Extracted information>
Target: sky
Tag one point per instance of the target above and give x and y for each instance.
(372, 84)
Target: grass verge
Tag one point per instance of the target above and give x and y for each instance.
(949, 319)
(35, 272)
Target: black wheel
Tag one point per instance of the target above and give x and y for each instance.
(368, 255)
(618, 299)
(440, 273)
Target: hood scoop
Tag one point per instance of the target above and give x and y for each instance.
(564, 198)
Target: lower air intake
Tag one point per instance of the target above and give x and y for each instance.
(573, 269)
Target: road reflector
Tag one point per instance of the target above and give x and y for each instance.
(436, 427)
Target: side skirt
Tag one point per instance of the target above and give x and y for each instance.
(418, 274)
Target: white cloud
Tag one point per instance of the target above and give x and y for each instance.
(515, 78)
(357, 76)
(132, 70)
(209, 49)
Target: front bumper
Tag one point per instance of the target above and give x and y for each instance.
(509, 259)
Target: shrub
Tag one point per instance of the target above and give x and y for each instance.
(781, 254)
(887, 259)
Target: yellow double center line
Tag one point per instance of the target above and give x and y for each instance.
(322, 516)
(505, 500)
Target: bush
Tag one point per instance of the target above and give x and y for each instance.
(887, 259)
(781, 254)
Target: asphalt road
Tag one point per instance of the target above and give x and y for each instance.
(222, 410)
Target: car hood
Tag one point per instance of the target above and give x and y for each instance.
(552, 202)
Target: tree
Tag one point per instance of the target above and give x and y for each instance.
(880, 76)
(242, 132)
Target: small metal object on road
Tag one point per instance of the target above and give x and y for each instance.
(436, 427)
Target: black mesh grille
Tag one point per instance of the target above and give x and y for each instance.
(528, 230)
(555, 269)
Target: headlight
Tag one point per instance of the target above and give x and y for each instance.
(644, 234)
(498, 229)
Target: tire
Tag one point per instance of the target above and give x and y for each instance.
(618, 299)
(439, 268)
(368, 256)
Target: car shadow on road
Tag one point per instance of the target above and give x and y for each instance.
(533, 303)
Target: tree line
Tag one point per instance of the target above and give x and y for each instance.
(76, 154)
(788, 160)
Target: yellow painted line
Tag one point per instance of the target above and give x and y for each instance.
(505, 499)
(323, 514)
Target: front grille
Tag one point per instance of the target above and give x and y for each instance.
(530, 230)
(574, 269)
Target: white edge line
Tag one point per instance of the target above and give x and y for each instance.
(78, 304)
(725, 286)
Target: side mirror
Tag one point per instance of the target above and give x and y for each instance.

The request> Please retype, exactly as written, every line from the line containing "Target: headlight" through the last line of the records above, including both of those lines, and nothing else.

Answer for this exercise>
Target: headlight
Tag one point per instance of the target above and give x and y for each instance.
(644, 234)
(498, 229)
Target: tire
Tag one point per instance of the target above and give x and y for each instance.
(618, 299)
(439, 268)
(368, 256)
Target: car shadow on road
Tag one point per instance of the target above and give x and y for each instance.
(533, 303)
Target: tree line
Tag one point per instance of the target above and give x and y for each instance.
(76, 154)
(788, 160)
Target: yellow painted line
Tag one point per instance of the target above and give x and y for each instance.
(505, 499)
(323, 514)
Target: front grille
Tag one point per instance of the target above and give x and y for each instance.
(530, 230)
(574, 269)
Target: white edge line
Tag one point per instance of the target above and give x and y for each instance.
(78, 304)
(725, 286)
Target: side mirror
Tag one point per instance of the target above and give x and y for each instance.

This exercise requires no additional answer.